All of the data that follows should be written out exactly.

### Records ###

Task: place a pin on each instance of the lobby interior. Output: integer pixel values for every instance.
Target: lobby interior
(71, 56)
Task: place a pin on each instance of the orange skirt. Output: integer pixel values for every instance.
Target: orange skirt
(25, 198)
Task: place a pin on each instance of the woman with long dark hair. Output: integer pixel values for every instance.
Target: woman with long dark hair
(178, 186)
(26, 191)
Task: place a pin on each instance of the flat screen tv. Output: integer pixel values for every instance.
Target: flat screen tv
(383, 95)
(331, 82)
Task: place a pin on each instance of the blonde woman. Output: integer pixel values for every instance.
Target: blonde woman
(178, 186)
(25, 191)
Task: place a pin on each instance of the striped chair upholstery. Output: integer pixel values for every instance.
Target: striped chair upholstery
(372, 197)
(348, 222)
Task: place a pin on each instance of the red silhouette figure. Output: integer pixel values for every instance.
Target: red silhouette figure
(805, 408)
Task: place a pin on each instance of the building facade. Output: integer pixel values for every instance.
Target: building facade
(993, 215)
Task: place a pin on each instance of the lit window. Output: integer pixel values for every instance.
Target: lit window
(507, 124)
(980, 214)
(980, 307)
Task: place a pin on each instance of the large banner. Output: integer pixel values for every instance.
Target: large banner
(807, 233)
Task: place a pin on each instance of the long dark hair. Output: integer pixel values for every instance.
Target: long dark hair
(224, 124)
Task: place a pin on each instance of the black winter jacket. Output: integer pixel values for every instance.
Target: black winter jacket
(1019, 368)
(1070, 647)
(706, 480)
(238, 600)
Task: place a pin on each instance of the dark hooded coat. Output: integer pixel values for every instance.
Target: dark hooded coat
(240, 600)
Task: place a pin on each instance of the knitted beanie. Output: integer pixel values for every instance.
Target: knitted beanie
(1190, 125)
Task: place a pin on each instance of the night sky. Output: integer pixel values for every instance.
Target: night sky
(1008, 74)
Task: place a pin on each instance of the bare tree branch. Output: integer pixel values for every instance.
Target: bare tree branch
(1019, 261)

###

(Task answer)
Task: place a pin on each instance of the lobby interior. Output: integer pixel values for every instance.
Target: lobby interior
(71, 56)
Task: place a pin on each instance of the orange skirt. Output: integer pixel values for every instance.
Target: orange skirt
(25, 198)
Task: place a pin on each instance of the woman with long dark hair. Output: integer pixel values for every instance.
Target: woman with long dark hair
(178, 186)
(26, 191)
Task: place a pin on each instance of the flat screen tv. Output: integer pixel values for every instance.
Target: flat screen tv
(383, 95)
(331, 82)
Task: place a pin on each instance of the blonde woman. Output: integer pixel values for every instance.
Target: blonde woman
(178, 186)
(25, 191)
Task: place a pin on each instance of the striped chair upholstery. Output: integer pixel values for every instance.
Target: striped chair upholstery
(372, 197)
(348, 222)
Task: place a pin on each instance of the red silhouette figure. Output: integer pixel values for every instance.
Target: red silhouette figure
(805, 408)
Task: place a pin on each instance of the building facade. Output: integer pixel values for every instance.
Target: building facade
(993, 215)
Task: place a pin on each instance of the lit window. Output: integer pixel values for every instance.
Target: lit window
(507, 124)
(980, 214)
(980, 307)
Task: place a pin on each instance of the large banner. Output: integer pixel values for every instance.
Target: large banner
(807, 233)
Task: place a pin on each instance of the long dark hair. Output: integer pixel values for every instance.
Target: long dark hair
(224, 124)
Task: place a pin on each instance of the black winter jacket. Output: integer pixel values for every instance.
Target: black winter jacket
(1019, 368)
(1070, 647)
(706, 480)
(238, 600)
Task: place a pin on each instance of the dark hooded coat. Output: integer pixel values for every instance.
Target: dark hooded coat
(240, 600)
Task: place a pin on each instance of the knitted beanie. Output: integer pixel values for every instance.
Target: knitted beanie
(1190, 125)
Task: place a pin on each instance of the night sky. Output: integer pixel values for every instance.
Target: night sky
(1008, 74)
Task: place a pin on each instance of the bare tree branch. Output: integer pixel values for every instance.
Target: bare tree branch
(1019, 261)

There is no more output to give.